(PETITE CONSIGNE 1):
Répondez à ces questions sur le texte consacré à la sororité :
(a) Selon la célébrité vue en vidéo, de quoi chaque femme a-t-elle besoin ?
(b) D'après le texte, par quoi sont nourris les discours du type « les femmes sont les ennemies des femmes » ?
(c) Dans une société patriarcale, de qui les femmes apprennent-elles à chercher la validation ?

(TEXTE À LIRE):
--------------------------------------------------

Déconstruire
Sororité: chaque femme a besoin d’une « tribu »…mais laquelle ?
J’ai vu une vidéo d’une célébrité qui disait que chaque femme avait besoin d’une tribu de femmes autour d’elle. Des femmes pour l’épauler, la soutenir, l’accompagner dans les différents moments de la vie : les épreuves, la carrière, les enfants, la famille, l’amour. Une tribu comme des piliers. Et ça m’a marquée, parce que dans l’idéal, c’est vrai, on devrait pouvoir compter les unes sur les autres.
Mais en même temps, j’ai eu une autre pensée. Une pensée que je traîne depuis un moment, parce que je l’ai vécue, je la vois autour de moi, et je sens qu’on évite souvent d’en parler franchement, de peur de donner du grain à moudre au patriarcat.
En tant que féministes, on n’aime pas entendre que les femmes ne se soutiennent pas entre elles. On n’aime pas ces phrases toutes faites : « les femmes sont les ennemies des femmes», « elles se jalousent, elles se détestent ». On en parle comme d’une fatalité, comme d’un fait inné. Mais, ces discours, on sait très bien d’où ils viennent. Ce sont des récits nourris par le patriarcat, entretenus pour maintenir la division entre nous, pour nous empêcher de construire du lien, de créer de la puissance collective.
Et pourtant… je reste lucide.
Les femmes n’ont pas été socialisées pour la sororité
Dans une société patriarcale, les femmes n’apprennent pas la sororité. On les éduque à se comparer, à se juger, à se mettre en compétition, à chercher la validation des hommes. On leur apprend à se méfier les unes des autres, à performer, à cacher ce qu’elles vivent réellement.
Alors forcément, même quand on essaie de créer des liens entre femmes, il y a des blocages. Même quand on veut construire du soutien entre nous, ça reste souvent compliqué. Et je ne dis pas ça pour faire plaisir aux discours misogynes, bien au contraire. Je dis ça pour qu’on regarde en face la réalité. Parce que si on veut construire une vraie sororité, il faut partir de là.

--------------------------------------------------

(MATÉRIEL DE L'EXERCICE):
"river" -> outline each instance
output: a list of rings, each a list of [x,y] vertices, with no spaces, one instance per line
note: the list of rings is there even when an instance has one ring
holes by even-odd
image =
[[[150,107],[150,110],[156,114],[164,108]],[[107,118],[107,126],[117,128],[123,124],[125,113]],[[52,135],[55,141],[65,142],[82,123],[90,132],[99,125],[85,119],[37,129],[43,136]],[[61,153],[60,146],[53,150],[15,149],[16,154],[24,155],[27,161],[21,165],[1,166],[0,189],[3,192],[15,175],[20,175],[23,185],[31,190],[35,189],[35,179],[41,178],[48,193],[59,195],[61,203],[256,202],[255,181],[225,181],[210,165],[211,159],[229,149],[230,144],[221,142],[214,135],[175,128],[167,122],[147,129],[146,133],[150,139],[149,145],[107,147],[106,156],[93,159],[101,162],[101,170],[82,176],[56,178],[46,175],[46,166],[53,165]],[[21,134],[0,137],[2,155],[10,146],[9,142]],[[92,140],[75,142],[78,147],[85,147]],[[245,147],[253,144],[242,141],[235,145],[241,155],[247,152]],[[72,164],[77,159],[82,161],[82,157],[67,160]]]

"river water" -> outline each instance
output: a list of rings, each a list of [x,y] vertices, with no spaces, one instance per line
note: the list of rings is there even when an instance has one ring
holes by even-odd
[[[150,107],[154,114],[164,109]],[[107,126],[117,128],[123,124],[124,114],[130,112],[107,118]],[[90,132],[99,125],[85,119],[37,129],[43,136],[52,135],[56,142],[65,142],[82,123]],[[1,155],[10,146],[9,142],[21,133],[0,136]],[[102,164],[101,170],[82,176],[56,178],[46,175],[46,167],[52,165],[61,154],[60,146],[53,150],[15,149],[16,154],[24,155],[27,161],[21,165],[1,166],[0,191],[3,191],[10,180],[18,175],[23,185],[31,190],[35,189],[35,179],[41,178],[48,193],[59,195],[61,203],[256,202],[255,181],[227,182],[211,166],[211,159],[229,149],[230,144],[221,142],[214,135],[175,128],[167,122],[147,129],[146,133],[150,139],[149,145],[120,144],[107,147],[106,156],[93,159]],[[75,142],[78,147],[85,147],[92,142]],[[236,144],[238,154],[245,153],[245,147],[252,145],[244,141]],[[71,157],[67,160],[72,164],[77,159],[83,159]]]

--------------------------------------------------

(PETITE CONSIGNE 2):
Extrayez du listing toutes les lignes où figure la chaîne "outline", en respectant la casse.

(RÉSULTAT FINAL 1):
(a) D'une tribu de femmes autour d'elle.
(b) Par le patriarcat.
(c) Des hommes.

(RÉSULTAT FINAL 2):
"river" -> outline each instance
"river water" -> outline each instance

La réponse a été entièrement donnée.